**Your goal**.
Identify each line in the items that contains the word "brown" and copy it in full.

**Dataset records**.

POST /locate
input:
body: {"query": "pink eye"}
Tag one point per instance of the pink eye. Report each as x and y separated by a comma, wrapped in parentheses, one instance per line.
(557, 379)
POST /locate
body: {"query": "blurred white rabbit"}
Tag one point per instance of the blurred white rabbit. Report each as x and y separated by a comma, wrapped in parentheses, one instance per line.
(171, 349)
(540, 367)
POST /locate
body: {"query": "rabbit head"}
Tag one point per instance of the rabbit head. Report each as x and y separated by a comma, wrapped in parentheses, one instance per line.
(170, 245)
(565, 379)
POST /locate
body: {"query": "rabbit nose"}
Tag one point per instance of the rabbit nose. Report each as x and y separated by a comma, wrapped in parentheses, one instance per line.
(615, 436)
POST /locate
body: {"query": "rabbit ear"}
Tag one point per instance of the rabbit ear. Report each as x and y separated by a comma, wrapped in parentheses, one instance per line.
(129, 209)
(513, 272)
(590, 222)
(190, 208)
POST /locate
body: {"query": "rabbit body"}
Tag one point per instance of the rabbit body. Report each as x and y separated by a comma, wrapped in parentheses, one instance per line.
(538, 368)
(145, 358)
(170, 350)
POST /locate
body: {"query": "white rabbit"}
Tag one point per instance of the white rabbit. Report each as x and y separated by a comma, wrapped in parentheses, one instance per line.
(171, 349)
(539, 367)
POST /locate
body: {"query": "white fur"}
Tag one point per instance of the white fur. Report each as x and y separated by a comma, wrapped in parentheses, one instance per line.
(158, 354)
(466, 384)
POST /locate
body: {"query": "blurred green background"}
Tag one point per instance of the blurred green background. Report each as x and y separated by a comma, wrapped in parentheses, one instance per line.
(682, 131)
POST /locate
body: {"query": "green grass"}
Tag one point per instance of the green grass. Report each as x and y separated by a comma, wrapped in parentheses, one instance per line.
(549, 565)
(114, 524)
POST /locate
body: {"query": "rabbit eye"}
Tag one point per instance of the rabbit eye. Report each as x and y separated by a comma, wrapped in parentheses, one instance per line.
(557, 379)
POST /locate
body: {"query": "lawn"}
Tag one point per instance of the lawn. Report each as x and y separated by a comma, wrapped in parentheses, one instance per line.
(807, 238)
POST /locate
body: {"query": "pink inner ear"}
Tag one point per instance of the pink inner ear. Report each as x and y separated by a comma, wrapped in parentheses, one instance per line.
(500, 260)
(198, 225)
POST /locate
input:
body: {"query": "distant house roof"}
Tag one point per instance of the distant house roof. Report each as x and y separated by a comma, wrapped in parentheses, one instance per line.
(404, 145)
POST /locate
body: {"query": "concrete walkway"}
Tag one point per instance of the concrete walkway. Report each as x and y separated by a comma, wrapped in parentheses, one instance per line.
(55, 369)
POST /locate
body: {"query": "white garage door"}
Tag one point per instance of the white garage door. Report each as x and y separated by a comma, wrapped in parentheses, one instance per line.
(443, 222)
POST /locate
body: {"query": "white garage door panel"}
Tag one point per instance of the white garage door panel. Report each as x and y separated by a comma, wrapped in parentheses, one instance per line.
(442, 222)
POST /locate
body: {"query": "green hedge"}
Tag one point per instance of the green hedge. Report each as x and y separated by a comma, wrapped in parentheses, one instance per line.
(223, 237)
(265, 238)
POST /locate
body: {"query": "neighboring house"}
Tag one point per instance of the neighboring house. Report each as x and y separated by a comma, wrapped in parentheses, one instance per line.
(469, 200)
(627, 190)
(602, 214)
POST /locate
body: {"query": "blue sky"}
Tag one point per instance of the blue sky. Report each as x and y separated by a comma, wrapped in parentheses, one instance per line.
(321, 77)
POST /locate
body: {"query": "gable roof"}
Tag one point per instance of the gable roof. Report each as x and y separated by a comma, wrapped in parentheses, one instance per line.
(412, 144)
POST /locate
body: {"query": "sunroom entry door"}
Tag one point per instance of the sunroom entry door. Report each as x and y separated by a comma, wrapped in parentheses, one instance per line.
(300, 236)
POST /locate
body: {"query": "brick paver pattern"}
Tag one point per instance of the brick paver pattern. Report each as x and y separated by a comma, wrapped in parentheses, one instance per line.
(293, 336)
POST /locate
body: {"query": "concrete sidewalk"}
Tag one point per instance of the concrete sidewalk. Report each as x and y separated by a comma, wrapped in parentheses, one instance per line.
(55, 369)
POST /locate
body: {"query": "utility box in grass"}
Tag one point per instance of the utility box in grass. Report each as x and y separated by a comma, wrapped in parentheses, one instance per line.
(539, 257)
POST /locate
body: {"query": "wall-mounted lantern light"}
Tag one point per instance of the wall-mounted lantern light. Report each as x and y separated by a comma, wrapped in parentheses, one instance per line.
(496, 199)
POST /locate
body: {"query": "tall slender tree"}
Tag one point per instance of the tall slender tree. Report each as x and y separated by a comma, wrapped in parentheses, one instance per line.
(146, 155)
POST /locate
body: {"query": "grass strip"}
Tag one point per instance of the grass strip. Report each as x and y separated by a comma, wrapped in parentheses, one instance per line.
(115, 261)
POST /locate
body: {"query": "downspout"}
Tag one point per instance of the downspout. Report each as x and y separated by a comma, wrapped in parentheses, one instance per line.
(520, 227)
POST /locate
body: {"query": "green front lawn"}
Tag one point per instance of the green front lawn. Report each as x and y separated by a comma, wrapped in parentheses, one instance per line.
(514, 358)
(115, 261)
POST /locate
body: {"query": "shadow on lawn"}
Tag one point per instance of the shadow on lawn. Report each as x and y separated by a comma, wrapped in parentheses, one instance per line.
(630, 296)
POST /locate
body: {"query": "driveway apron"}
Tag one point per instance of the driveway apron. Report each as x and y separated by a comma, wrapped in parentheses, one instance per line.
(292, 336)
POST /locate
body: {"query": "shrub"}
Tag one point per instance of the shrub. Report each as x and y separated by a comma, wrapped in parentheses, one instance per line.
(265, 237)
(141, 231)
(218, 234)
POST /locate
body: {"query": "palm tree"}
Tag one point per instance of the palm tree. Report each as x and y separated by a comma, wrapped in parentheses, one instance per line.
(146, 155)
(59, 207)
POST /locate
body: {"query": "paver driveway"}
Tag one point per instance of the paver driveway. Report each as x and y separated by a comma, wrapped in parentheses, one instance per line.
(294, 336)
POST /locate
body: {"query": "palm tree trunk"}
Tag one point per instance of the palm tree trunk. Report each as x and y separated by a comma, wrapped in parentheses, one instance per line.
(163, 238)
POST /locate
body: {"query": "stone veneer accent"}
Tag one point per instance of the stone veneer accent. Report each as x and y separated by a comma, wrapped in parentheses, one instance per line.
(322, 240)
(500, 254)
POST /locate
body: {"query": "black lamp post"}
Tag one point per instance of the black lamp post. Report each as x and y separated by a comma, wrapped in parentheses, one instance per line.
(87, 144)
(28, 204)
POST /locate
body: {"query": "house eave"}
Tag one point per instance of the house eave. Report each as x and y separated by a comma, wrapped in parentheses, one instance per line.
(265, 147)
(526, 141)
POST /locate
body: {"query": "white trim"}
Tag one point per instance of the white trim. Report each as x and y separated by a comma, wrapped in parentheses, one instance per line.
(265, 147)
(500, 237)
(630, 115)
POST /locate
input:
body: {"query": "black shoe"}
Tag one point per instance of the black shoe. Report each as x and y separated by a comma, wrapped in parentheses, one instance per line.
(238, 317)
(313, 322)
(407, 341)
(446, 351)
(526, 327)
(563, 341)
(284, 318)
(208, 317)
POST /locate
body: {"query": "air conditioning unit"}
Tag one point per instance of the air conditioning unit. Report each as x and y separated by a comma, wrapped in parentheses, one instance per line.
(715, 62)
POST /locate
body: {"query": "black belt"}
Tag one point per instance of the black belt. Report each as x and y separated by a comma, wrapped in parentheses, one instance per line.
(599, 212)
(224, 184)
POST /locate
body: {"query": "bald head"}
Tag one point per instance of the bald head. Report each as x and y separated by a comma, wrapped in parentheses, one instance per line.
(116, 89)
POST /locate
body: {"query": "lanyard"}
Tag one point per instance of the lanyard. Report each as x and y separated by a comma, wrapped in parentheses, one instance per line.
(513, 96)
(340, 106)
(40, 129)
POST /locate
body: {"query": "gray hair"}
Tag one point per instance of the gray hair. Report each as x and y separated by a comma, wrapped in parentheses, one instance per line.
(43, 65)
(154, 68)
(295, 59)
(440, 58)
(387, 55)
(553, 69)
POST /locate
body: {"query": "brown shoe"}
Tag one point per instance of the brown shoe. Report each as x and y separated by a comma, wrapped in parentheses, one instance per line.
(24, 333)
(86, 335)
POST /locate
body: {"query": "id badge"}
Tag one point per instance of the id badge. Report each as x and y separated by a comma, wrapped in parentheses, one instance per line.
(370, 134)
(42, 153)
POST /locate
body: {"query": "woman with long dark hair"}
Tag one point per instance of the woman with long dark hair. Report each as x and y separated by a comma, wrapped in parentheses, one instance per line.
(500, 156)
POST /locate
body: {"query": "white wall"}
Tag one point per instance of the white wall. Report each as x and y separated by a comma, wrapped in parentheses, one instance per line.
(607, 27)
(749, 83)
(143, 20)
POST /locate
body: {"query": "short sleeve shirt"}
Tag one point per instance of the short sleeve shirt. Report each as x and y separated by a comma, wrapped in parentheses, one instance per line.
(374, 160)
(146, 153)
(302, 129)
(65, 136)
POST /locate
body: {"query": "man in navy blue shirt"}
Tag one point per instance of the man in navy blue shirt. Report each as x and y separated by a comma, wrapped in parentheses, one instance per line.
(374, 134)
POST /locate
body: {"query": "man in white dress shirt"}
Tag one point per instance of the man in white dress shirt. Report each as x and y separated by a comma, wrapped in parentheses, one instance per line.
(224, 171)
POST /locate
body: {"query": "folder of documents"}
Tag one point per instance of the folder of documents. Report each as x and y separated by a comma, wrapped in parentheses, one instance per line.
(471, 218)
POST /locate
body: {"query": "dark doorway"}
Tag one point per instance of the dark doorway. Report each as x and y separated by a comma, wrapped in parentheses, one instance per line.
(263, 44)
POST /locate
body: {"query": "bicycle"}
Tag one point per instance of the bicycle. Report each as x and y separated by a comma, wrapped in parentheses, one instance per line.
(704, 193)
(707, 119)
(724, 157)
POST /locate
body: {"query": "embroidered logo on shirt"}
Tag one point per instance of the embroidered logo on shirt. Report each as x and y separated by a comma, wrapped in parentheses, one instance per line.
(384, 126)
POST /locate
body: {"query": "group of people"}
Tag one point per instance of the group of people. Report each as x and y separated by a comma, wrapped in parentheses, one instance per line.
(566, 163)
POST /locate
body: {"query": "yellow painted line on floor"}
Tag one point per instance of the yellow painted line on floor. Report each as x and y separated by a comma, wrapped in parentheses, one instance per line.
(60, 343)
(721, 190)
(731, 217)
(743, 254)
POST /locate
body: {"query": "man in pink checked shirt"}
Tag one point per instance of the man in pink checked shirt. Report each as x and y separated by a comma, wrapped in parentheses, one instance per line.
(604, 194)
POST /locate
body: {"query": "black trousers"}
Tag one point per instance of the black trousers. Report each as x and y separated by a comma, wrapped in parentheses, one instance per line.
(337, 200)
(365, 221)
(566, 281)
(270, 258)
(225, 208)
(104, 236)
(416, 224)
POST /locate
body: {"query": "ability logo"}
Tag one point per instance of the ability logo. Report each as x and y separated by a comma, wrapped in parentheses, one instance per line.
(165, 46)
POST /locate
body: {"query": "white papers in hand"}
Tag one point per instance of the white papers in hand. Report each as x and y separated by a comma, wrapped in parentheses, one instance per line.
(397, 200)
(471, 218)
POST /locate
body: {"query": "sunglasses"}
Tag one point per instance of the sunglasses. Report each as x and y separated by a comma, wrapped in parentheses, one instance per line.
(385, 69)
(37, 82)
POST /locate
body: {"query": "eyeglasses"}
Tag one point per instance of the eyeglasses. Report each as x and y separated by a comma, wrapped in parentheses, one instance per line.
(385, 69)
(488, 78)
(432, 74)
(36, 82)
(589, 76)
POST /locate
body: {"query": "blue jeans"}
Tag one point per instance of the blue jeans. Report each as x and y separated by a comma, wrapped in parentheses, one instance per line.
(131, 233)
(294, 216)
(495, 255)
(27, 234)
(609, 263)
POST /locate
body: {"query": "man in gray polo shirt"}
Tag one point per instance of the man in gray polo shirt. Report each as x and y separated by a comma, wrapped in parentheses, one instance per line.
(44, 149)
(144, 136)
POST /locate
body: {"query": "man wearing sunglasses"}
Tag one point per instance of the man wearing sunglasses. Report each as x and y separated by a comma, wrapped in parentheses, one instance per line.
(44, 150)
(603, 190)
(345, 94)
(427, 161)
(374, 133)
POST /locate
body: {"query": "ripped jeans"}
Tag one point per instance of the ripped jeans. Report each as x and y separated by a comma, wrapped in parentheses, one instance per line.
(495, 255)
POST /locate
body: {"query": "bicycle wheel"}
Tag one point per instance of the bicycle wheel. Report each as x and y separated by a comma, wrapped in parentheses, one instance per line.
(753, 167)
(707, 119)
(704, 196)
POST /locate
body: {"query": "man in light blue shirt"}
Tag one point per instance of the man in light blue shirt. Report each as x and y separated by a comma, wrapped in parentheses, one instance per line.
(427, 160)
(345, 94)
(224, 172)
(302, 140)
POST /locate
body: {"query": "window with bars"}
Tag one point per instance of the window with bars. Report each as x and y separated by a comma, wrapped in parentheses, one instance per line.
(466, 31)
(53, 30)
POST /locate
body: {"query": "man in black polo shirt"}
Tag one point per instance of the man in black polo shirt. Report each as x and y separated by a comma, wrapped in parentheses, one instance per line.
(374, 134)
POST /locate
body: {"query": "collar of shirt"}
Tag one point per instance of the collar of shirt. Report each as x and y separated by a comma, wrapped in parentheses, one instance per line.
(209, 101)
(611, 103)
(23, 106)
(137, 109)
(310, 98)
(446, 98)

**Written reply**.
body: {"query": "brown shoe"}
Tag one point per instance of the brown shoe. Report each as x and y separated by a comma, wrapped in parentheses, one instance per line.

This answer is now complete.